_Trecho fornecido_
----

Até existem setores em que se nota um maior interesse de investidores, como a infraestrutura. Mostraram-se promissores, nesse sentido, os leilões de aeroportos, terminais portuários e, agora, de um trecho que completará o traçado da Ferrovia Norte-Sul.
Espera-se, da mesma forma, sucesso na cessão onerosa do pré-sal, que pode atrair uma avalanche de recursos. Mas, como é natural nesses casos, os programas têm maturação de longo prazo e os resultados devem ser graduais, com impacto medido em anos, não meses.
Enquanto isso, não há boas notícias no mercado de trabalho. O número de desocupados, após breve redução no ano passado, voltou a superar 13 milhões. Os indicadores mais amplos de subemprego são ainda piores — nada menos que 27,9 milhões de pessoas se encontram em situação considerada de desalento ou precariedade.
Com a inflação abaixo das metas do Banco Central, o quadro seria propício para que os juros, hoje em 6,5% ao ano, caíssem ainda mais e o quanto antes — os obstáculos para tal estão justamente nas incertezas políticas.
A verdade é que nem mesmo a imprescindível mudança nas aposentadorias poderá, sozinha, tirar o país do atoleiro. A superação do ciclo recessivo que durou de 2014 a 2016, a mais lenta da história, permanece sem uma trilha segura.
O esgotamento das finanças do governo impede a mobilização de recursos públicos para investimentos. O setor privado terá de se reinventar em um mundo que passa por acelerada transformação.
Boa parte dos empregos destruídos nos últimos anos dificilmente voltará. Outros precisarão surgir.

----

_Objetivo do exercício_
Segundo o trecho fornecido, em quanto estão hoje os juros? Os itens que vêm depois do trecho foram tirados de outra fonte.

----

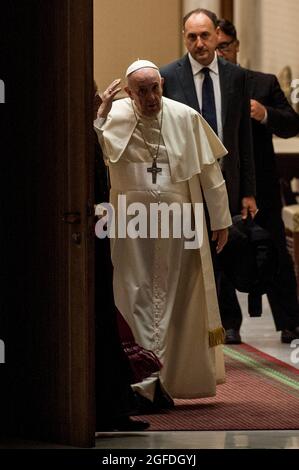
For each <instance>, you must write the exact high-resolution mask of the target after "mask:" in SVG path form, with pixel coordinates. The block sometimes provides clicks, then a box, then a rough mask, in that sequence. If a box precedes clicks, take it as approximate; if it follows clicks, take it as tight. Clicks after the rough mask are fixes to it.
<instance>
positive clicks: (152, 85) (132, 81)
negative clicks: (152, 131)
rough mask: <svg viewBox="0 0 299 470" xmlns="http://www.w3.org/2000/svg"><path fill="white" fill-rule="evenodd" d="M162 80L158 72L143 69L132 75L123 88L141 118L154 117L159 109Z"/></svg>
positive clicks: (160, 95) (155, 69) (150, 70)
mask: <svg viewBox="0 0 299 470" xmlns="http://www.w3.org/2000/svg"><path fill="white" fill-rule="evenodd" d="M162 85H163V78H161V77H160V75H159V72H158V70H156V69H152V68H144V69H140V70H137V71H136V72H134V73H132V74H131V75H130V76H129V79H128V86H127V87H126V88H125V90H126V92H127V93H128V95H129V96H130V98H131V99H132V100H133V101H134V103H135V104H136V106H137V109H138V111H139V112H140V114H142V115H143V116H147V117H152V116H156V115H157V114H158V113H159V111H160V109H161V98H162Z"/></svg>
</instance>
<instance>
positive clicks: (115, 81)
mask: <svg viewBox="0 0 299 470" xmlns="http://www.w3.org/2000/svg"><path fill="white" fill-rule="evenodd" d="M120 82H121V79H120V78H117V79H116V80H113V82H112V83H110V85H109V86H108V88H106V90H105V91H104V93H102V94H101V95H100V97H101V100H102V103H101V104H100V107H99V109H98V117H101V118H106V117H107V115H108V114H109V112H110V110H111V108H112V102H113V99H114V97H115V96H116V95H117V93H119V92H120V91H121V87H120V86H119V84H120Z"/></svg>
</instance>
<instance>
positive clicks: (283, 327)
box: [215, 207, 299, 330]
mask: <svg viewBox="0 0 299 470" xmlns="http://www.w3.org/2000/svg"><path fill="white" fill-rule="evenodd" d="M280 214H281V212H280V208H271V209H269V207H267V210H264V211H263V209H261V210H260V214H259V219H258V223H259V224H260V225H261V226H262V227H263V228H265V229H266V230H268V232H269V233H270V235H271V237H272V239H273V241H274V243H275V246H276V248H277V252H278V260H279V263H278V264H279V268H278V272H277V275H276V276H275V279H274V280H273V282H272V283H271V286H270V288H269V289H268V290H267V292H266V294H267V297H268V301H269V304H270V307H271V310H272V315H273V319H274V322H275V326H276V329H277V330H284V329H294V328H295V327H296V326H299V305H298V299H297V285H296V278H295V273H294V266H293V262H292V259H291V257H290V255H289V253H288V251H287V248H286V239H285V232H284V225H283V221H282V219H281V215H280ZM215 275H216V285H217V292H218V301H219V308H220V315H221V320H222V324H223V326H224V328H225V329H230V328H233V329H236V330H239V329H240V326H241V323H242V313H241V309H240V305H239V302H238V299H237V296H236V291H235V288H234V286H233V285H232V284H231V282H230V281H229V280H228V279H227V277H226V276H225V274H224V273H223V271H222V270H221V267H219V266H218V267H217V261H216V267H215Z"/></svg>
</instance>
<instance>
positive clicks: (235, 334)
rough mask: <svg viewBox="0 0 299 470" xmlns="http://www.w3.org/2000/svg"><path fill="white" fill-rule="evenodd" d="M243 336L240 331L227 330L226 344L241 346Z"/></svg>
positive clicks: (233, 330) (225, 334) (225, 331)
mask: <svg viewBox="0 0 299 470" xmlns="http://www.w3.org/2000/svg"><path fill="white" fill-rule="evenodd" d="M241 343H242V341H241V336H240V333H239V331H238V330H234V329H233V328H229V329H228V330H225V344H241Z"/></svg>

----

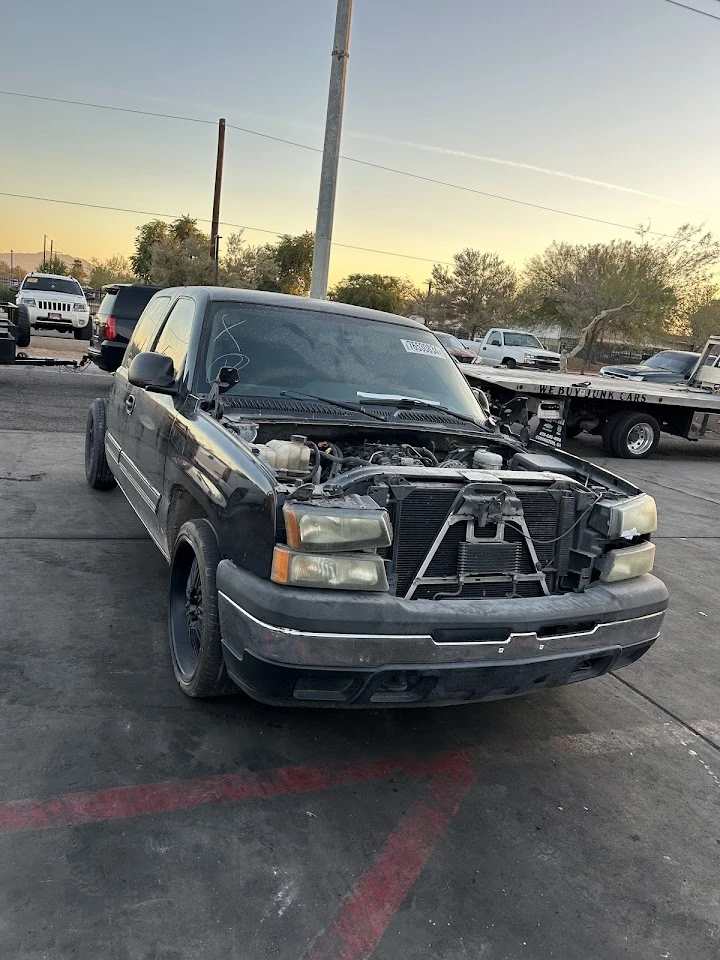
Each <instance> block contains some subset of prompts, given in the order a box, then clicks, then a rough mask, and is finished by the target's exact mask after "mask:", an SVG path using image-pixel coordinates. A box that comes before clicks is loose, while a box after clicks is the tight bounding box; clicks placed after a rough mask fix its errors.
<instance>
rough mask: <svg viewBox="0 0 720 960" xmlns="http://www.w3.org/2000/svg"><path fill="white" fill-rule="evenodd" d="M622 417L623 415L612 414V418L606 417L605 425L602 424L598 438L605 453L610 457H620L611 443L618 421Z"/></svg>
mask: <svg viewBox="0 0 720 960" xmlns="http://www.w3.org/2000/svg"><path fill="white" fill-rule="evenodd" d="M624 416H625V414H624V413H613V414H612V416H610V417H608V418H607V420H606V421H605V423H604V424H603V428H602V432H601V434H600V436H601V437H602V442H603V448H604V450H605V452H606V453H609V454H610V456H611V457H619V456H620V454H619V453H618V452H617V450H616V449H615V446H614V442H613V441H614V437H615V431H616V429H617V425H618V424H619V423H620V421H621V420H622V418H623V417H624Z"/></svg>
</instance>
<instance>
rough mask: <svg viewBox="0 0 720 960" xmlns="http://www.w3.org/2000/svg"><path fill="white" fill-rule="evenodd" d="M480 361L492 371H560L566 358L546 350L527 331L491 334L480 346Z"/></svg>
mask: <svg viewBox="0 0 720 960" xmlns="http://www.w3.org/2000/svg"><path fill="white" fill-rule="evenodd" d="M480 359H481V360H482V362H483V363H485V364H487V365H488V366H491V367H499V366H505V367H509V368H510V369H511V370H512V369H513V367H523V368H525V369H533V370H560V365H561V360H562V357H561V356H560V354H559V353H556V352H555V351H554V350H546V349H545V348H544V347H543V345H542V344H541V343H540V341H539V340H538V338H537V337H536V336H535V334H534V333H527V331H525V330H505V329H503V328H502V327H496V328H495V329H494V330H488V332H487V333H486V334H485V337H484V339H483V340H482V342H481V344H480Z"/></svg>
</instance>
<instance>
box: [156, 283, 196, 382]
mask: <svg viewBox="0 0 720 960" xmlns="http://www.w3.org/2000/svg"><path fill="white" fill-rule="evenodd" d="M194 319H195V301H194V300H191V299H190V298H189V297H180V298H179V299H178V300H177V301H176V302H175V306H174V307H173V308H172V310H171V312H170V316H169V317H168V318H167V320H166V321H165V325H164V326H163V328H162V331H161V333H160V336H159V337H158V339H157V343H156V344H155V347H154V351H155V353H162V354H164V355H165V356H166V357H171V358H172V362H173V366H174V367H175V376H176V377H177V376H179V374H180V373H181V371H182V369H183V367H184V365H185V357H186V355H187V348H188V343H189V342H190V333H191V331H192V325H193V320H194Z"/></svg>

----

_Tarefa concluída_
6,5% ao ano.